**Compito**
Trascrivi parola per parola il testo qui sotto sul consumo di suolo, dalle parole "Qualche preoccupazione suscita" giù fino alle parole "consumo del territorio.".

**Estratto del testo**
────────────────────────────────────────
Qualche preoccupazione suscita l’attuale
stesura dell’art. 3 della proposta, nel determinare la superficie agricola
massima consumabile. Sarebbe forse l’ora di smettere di stabilire dei tetti. In altri campi siamo molto bravi
a stabilire tagli lineari, magari li chiamiamo spending review ma sono tagli
lineari. Facciamo
allora un taglio lineare al consumo di suolo. Stabiliamo che tagliamo del 2,3% il consumo di
suolo: sarebbe un atto simbolico che avrebbe un significato enorme.
Un’altra perplessità riguarda il meccanismo
a cascata: si
fissa a livello nazionale una certa quantità di terreno agricolo consumabile,
che poi viene ripartita tra le regioni e poi sui comuni. Questo meccanismo
porta a incrementare il consumo del territorio.
Così come non può trovarci concordi il dispositivo
dell’art.8 , che stabilisce in “non oltre tre anni” dalla pubblicazione la data
di entrata in vigore delle norme. Differire di tre anni è in invito a consumare il
territorio.
Facciamo un tentativo simbolico di ridurre
il consumo di territorio, e cerchiamo di farlo da subito.
COMMENTO ALL'INTERVENTO DI SETTIS
Se non si tagliano le gambe alla
speculazione sarà ben difficile arrivarne a capo. Il consumo indiscriminato di
suolo è una follia e non solo per l’aspetto paesaggistico ma è e sarà
estremamente importante per l’alimentazione umana ed animale, con tali presupposti
i terreni son proprietà di tutti. Occorre, e non e più differibile,
pensare a modi di sviluppo diversi di quelli sino ad ora perseguiti, con
l’istituzione di leggi che non permettano ai proprietari terrieri di speculare.
────────────────────────────────────────
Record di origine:

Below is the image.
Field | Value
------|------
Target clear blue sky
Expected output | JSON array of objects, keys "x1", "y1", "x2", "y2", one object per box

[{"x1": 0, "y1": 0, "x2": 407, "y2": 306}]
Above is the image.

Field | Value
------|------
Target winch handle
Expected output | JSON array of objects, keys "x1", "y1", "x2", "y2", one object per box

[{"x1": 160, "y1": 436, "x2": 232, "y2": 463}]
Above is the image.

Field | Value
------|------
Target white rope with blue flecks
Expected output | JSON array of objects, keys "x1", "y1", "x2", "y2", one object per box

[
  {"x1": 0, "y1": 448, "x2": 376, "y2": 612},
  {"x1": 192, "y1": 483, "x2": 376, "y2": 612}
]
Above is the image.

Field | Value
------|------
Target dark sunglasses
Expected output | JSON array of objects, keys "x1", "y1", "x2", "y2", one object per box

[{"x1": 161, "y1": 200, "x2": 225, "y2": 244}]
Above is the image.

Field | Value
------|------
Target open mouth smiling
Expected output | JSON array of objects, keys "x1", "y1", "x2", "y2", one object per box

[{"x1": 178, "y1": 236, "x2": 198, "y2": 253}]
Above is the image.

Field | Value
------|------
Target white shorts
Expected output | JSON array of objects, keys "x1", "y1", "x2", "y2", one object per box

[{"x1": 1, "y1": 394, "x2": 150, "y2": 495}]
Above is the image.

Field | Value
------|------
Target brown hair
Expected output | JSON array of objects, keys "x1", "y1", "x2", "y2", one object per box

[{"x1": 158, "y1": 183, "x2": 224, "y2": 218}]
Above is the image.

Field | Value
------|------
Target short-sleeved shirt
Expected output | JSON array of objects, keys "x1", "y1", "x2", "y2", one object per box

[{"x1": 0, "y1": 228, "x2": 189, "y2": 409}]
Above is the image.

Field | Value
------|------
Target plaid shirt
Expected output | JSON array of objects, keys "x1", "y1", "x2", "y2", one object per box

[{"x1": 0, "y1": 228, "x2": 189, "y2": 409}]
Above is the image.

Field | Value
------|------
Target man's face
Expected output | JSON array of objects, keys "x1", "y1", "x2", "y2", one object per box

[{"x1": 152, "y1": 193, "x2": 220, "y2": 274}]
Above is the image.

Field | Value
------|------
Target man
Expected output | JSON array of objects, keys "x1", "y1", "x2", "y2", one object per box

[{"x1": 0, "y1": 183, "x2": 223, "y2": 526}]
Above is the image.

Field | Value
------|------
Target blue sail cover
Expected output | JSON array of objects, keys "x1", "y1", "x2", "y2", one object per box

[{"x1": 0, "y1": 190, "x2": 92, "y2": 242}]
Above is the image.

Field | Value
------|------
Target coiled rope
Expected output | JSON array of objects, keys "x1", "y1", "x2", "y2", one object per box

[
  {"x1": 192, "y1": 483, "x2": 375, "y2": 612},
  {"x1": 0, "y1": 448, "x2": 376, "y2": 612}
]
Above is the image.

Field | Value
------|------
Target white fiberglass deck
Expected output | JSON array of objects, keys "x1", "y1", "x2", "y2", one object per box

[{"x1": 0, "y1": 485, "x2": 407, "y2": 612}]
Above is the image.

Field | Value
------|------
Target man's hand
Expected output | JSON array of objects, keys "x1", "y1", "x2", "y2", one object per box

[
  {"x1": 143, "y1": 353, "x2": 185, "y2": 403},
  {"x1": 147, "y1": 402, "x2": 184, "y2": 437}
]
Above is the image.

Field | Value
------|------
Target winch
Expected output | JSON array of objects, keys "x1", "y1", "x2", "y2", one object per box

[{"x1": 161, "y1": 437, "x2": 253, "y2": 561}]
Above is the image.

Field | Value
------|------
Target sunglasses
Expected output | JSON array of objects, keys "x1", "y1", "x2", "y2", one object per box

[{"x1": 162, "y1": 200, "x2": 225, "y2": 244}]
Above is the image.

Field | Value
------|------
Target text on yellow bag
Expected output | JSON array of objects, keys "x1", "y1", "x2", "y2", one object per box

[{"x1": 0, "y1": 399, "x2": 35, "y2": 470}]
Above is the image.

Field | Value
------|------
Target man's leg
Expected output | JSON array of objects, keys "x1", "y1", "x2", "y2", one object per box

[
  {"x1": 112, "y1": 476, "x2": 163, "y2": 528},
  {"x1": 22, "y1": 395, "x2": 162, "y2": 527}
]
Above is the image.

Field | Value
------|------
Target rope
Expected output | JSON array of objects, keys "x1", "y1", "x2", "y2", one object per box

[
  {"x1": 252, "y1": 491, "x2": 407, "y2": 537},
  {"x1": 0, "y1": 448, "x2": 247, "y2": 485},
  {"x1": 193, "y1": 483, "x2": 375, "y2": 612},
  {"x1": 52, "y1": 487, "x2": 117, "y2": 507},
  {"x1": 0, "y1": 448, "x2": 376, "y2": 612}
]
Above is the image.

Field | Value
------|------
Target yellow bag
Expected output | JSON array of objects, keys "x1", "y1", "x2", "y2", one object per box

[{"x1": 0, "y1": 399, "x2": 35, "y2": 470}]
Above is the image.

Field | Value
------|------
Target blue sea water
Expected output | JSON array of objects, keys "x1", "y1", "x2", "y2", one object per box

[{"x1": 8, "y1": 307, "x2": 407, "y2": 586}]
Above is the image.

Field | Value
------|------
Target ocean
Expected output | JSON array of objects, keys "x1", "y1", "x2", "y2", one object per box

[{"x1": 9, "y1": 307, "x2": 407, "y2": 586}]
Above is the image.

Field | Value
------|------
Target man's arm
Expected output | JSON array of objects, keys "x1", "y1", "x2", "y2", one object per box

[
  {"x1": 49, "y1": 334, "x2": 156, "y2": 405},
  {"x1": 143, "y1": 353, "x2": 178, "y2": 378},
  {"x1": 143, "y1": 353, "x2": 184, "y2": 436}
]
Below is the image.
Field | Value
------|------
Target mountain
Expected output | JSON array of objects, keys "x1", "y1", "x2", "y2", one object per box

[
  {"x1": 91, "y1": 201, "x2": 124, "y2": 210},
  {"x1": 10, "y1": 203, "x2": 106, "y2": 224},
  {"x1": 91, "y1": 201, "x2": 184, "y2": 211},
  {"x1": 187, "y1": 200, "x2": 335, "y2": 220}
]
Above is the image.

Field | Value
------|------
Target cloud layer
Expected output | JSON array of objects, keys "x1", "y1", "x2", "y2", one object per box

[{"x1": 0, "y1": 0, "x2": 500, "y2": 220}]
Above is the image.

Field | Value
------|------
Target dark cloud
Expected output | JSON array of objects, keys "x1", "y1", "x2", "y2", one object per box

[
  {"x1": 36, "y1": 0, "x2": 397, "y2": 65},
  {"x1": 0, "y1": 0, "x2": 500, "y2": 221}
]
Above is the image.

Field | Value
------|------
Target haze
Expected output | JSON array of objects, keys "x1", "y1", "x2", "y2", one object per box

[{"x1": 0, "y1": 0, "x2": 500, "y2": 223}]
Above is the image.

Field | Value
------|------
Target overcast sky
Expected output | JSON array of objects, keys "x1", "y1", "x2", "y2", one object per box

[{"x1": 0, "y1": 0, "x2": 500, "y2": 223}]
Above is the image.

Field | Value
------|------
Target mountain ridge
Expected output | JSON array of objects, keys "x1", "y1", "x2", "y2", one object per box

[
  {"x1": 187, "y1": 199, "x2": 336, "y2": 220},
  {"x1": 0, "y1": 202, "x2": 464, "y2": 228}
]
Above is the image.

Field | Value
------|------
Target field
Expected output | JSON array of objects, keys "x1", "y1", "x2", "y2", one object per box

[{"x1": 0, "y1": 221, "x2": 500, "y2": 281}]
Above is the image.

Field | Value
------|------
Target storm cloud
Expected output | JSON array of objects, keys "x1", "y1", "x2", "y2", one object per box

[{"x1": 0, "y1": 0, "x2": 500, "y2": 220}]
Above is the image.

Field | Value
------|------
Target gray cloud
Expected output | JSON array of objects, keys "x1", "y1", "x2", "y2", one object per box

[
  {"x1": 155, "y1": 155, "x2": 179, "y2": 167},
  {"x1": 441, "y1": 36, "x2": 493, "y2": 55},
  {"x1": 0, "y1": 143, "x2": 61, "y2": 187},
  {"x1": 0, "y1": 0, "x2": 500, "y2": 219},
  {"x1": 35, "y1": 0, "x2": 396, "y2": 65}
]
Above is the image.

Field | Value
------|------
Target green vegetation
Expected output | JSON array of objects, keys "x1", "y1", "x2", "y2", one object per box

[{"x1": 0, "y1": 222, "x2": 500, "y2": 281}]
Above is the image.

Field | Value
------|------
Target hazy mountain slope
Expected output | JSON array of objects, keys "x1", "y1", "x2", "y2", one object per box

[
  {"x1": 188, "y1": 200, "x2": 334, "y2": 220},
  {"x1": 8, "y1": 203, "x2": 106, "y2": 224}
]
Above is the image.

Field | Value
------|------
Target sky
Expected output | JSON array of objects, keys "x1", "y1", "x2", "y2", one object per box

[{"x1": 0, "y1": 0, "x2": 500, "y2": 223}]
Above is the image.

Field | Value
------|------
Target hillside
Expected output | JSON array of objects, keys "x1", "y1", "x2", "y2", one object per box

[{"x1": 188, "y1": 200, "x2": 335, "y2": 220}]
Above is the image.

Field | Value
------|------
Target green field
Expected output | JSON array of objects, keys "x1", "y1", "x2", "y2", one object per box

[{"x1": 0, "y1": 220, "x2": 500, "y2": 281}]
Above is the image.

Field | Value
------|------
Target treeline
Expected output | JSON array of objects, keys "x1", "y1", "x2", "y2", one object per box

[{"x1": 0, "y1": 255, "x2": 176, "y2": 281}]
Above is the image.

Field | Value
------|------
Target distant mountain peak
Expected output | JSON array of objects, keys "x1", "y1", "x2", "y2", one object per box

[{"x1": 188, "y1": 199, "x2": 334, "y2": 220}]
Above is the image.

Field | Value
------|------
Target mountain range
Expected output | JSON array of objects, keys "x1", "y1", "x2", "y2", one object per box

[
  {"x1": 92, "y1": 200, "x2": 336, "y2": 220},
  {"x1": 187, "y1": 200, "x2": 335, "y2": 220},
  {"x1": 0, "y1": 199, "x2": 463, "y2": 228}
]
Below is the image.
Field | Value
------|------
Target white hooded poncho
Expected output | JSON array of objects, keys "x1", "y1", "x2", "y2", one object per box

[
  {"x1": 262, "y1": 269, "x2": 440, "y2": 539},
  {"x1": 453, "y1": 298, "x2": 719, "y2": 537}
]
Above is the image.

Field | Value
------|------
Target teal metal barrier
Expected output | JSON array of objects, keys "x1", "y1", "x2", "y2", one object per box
────────────────────────────────────────
**Svolgimento**
Qualche preoccupazione suscita l’attuale
stesura dell’art. 3 della proposta, nel determinare la superficie agricola
massima consumabile. Sarebbe forse l’ora di smettere di stabilire dei tetti. In altri campi siamo molto bravi
a stabilire tagli lineari, magari li chiamiamo spending review ma sono tagli
lineari. Facciamo
allora un taglio lineare al consumo di suolo. Stabiliamo che tagliamo del 2,3% il consumo di
suolo: sarebbe un atto simbolico che avrebbe un significato enorme.
Un’altra perplessità riguarda il meccanismo
a cascata: si
fissa a livello nazionale una certa quantità di terreno agricolo consumabile,
che poi viene ripartita tra le regioni e poi sui comuni. Questo meccanismo
porta a incrementare il consumo del territorio.